◆ Prompt
Put every line of the entries below into a numbered list, skipping blank lines and leaving the pictures out.

[Saved data entries]

::::

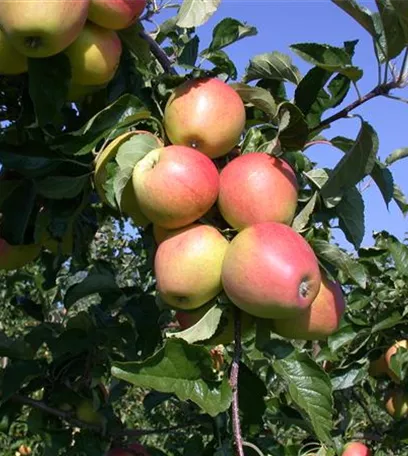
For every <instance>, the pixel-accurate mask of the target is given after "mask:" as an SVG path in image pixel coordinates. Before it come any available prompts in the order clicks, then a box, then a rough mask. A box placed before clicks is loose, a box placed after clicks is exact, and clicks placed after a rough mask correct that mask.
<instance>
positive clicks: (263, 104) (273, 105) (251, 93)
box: [231, 83, 277, 119]
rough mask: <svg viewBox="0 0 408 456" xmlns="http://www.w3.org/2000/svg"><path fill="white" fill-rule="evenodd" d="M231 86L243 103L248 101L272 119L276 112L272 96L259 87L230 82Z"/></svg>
mask: <svg viewBox="0 0 408 456" xmlns="http://www.w3.org/2000/svg"><path fill="white" fill-rule="evenodd" d="M231 87H232V88H233V89H234V90H236V91H237V93H238V95H239V96H240V97H241V98H242V100H243V101H244V103H249V104H252V105H253V106H255V107H256V108H258V109H260V110H261V111H263V112H264V113H265V114H267V115H268V116H269V118H270V119H273V118H274V117H275V116H276V113H277V107H276V103H275V100H274V98H273V96H272V95H271V94H270V93H269V92H268V91H267V90H265V89H262V88H261V87H251V86H249V85H247V84H241V83H237V84H231Z"/></svg>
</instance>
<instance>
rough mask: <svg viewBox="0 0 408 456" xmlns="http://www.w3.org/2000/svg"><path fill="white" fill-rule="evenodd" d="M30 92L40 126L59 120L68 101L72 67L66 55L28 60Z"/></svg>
mask: <svg viewBox="0 0 408 456" xmlns="http://www.w3.org/2000/svg"><path fill="white" fill-rule="evenodd" d="M28 75H29V92H30V97H31V99H32V101H33V104H34V109H35V114H36V116H37V120H38V124H39V125H40V126H45V125H47V124H53V123H54V122H56V121H57V120H58V119H59V116H60V114H61V109H62V107H63V105H64V103H65V101H66V97H67V93H68V86H69V81H70V78H71V65H70V62H69V59H68V57H67V56H66V55H65V54H64V53H62V52H61V53H59V54H57V55H54V56H52V57H47V58H43V59H28Z"/></svg>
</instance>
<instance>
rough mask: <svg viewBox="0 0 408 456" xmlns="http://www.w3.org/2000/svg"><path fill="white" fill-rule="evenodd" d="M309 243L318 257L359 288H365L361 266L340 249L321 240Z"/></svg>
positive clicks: (360, 264) (361, 267) (316, 240)
mask: <svg viewBox="0 0 408 456" xmlns="http://www.w3.org/2000/svg"><path fill="white" fill-rule="evenodd" d="M309 242H310V244H311V246H312V248H313V250H314V252H315V253H316V255H317V256H318V257H321V258H322V259H324V260H325V261H327V262H328V263H330V264H332V265H333V266H334V267H336V268H337V269H340V270H341V271H343V273H344V274H345V275H346V276H347V277H350V278H351V279H352V280H353V281H354V282H355V283H356V284H357V285H359V286H360V287H361V288H364V289H365V288H366V285H367V279H368V277H367V272H366V270H365V268H364V266H363V265H362V264H360V263H358V262H357V261H356V260H355V259H353V258H352V257H351V256H349V255H347V253H345V252H343V251H342V250H340V247H338V246H337V245H335V244H331V243H330V242H327V241H323V240H321V239H312V240H310V241H309Z"/></svg>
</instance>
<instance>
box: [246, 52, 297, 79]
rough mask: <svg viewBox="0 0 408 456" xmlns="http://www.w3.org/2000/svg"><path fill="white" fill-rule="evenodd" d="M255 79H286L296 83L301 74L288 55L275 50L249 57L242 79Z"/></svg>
mask: <svg viewBox="0 0 408 456" xmlns="http://www.w3.org/2000/svg"><path fill="white" fill-rule="evenodd" d="M256 79H272V80H278V81H288V82H292V83H293V84H295V85H297V84H299V82H300V80H301V79H302V76H301V74H300V71H299V70H298V68H297V67H296V66H295V65H293V64H292V60H291V58H290V57H289V56H287V55H285V54H281V53H280V52H277V51H275V52H270V53H266V54H260V55H257V56H255V57H254V58H253V59H251V61H250V62H249V66H248V68H247V69H246V71H245V75H244V77H243V79H242V80H243V82H245V83H247V82H250V81H253V80H256Z"/></svg>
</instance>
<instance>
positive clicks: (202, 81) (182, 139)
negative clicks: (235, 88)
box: [163, 78, 245, 158]
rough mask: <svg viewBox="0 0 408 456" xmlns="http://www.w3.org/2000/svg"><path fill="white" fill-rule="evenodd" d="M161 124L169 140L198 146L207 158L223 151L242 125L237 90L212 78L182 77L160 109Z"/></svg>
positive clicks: (218, 155)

::::

◆ Answer
1. For every <instance>, the pixel-accurate mask of the target is given after "mask:" as an SVG path in image pixel coordinates. Before it come any available prompts in the order clicks, then a box, then a rough mask. A box placed before clicks is loose, a box placed after clicks is exact, and clicks placed after a rough mask correct that mask.
2. <instance>
3. positive clicks: (263, 104) (273, 105) (251, 93)
4. box: [231, 83, 277, 119]
5. rough mask: <svg viewBox="0 0 408 456" xmlns="http://www.w3.org/2000/svg"><path fill="white" fill-rule="evenodd" d="M231 86L243 103L248 101L272 119L276 112L272 96L259 87L230 82Z"/></svg>
6. mask: <svg viewBox="0 0 408 456" xmlns="http://www.w3.org/2000/svg"><path fill="white" fill-rule="evenodd" d="M231 87H232V88H233V89H234V90H236V91H237V93H238V95H239V96H240V97H241V98H242V100H243V101H244V103H249V104H252V105H253V106H255V107H256V108H258V109H260V110H261V111H263V112H264V113H265V114H267V115H268V116H269V118H270V119H273V118H274V117H275V116H276V113H277V107H276V103H275V100H274V98H273V96H272V95H271V94H270V93H269V92H268V91H267V90H265V89H262V88H261V87H251V86H249V85H247V84H241V83H237V84H231Z"/></svg>
7. </instance>
8. <instance>
9. rough mask: <svg viewBox="0 0 408 456" xmlns="http://www.w3.org/2000/svg"><path fill="white" fill-rule="evenodd" d="M30 92L40 126L59 120L68 101L72 67L66 55L28 60Z"/></svg>
10. mask: <svg viewBox="0 0 408 456" xmlns="http://www.w3.org/2000/svg"><path fill="white" fill-rule="evenodd" d="M28 75H29V92H30V97H31V99H32V101H33V104H34V109H35V114H36V116H37V120H38V124H39V125H40V126H45V125H47V124H53V123H54V122H56V121H57V120H58V119H59V116H60V114H61V109H62V107H63V105H64V103H65V101H66V97H67V93H68V86H69V81H70V78H71V65H70V62H69V59H68V57H67V56H66V55H65V54H64V53H62V52H61V53H59V54H57V55H54V56H52V57H47V58H43V59H28Z"/></svg>
11. </instance>
12. <instance>
13. rough mask: <svg viewBox="0 0 408 456" xmlns="http://www.w3.org/2000/svg"><path fill="white" fill-rule="evenodd" d="M309 243L318 257L359 288H365L361 266L340 249L321 240Z"/></svg>
14. positive clicks: (360, 264) (361, 267) (316, 240)
15. mask: <svg viewBox="0 0 408 456" xmlns="http://www.w3.org/2000/svg"><path fill="white" fill-rule="evenodd" d="M309 242H310V244H311V246H312V248H313V250H314V252H315V253H316V255H317V256H318V257H321V258H322V259H324V260H325V261H327V262H328V263H330V264H332V265H333V266H334V267H336V268H337V269H340V270H341V271H343V273H344V274H345V275H346V276H347V277H350V278H351V279H352V280H353V281H354V282H355V283H356V284H357V285H359V286H360V287H361V288H364V289H365V288H366V285H367V279H368V277H367V272H366V270H365V268H364V266H363V265H362V264H360V263H358V262H357V261H356V260H355V259H353V258H352V257H351V256H349V255H347V253H345V252H343V251H342V250H340V247H338V246H337V245H335V244H331V243H330V242H327V241H323V240H321V239H312V240H310V241H309Z"/></svg>
16. </instance>
17. <instance>
18. box: [246, 52, 297, 79]
19. rough mask: <svg viewBox="0 0 408 456" xmlns="http://www.w3.org/2000/svg"><path fill="white" fill-rule="evenodd" d="M255 79H286L296 83L301 74L288 55L275 50L249 57L242 79Z"/></svg>
20. mask: <svg viewBox="0 0 408 456" xmlns="http://www.w3.org/2000/svg"><path fill="white" fill-rule="evenodd" d="M256 79H272V80H278V81H288V82H292V83H293V84H295V85H297V84H299V82H300V80H301V79H302V76H301V74H300V71H299V70H298V68H297V67H296V66H295V65H293V64H292V60H291V58H290V57H289V56H287V55H285V54H281V53H280V52H277V51H275V52H270V53H266V54H260V55H257V56H255V57H254V58H253V59H251V61H250V62H249V66H248V68H247V69H246V71H245V75H244V77H243V79H242V80H243V82H245V83H247V82H250V81H253V80H256Z"/></svg>
21. </instance>
22. <instance>
23. positive clicks: (202, 81) (182, 139)
24. negative clicks: (235, 88)
25. box: [163, 78, 245, 158]
26. rough mask: <svg viewBox="0 0 408 456" xmlns="http://www.w3.org/2000/svg"><path fill="white" fill-rule="evenodd" d="M161 124L169 140L198 146L207 158L223 151L242 125L237 90L212 78L182 77L160 109Z"/></svg>
27. positive clicks: (218, 155)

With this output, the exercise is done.